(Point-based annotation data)
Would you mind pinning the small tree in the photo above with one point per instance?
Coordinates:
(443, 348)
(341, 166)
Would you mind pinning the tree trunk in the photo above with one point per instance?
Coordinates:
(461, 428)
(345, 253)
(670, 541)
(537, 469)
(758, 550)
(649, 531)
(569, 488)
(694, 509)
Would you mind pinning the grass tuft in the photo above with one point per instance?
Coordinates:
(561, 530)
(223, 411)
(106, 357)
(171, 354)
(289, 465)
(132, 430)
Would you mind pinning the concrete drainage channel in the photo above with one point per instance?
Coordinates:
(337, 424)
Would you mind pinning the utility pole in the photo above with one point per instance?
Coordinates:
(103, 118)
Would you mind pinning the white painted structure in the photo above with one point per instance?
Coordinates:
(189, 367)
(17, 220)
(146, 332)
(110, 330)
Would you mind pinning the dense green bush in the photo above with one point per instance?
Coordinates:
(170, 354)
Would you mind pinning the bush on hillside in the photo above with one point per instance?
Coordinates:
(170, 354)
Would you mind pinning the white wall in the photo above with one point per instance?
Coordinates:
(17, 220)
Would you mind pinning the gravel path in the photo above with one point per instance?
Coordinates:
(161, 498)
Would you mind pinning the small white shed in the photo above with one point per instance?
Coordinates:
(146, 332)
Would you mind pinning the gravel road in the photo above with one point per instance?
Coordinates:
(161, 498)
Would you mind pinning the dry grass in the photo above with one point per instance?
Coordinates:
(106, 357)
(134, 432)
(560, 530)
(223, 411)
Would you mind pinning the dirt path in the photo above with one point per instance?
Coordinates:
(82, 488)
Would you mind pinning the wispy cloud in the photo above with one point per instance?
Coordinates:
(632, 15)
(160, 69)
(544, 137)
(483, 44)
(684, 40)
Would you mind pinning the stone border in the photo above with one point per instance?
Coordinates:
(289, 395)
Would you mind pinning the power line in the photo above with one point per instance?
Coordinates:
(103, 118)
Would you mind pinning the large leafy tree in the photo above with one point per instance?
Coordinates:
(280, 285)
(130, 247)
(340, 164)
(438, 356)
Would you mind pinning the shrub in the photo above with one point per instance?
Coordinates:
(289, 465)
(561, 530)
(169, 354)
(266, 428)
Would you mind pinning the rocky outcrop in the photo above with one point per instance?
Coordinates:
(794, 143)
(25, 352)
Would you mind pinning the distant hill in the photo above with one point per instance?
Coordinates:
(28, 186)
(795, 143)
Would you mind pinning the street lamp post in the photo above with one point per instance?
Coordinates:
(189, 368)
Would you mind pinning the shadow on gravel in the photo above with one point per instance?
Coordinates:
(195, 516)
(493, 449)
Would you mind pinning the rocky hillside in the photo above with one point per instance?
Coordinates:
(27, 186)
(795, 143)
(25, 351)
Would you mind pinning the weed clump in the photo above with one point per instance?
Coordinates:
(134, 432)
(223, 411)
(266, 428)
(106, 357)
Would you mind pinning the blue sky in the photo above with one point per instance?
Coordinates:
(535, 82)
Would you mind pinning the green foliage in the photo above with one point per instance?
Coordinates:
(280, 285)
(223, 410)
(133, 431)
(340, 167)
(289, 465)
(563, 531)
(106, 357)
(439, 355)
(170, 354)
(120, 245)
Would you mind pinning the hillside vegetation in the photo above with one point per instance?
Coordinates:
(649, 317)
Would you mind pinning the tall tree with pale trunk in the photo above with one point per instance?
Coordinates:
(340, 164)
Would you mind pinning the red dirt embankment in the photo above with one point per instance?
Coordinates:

◆ **WHAT TO WORK ON**
Extract, exactly, the lines above that begin at the line containing "Would you mind pinning the weed" and end at the final line of the records; add no other text.

◆ **SOLUTION TO THE EXERCISE**
Would you mind pinning the weed clump in the photo above with one point per instance?
Coordinates:
(134, 432)
(223, 411)
(266, 428)
(106, 357)
Would you mind pinning the blue sky in the photo above with one point per instance?
Coordinates:
(535, 82)
Would you mind pinning the green foliage in the photo above with one point per instance?
Coordinates:
(280, 285)
(223, 410)
(133, 431)
(340, 167)
(289, 465)
(563, 531)
(106, 357)
(439, 355)
(170, 354)
(120, 245)
Would you mind pinning the hillside vegetation in the photo above with one point per instance?
Coordinates:
(649, 317)
Would you mind pinning the tall tree with pale trunk in the photo above with one point per instance?
Coordinates:
(340, 164)
Would you mind pinning the red dirt embankment in the photo above with one point per instance?
Coordinates:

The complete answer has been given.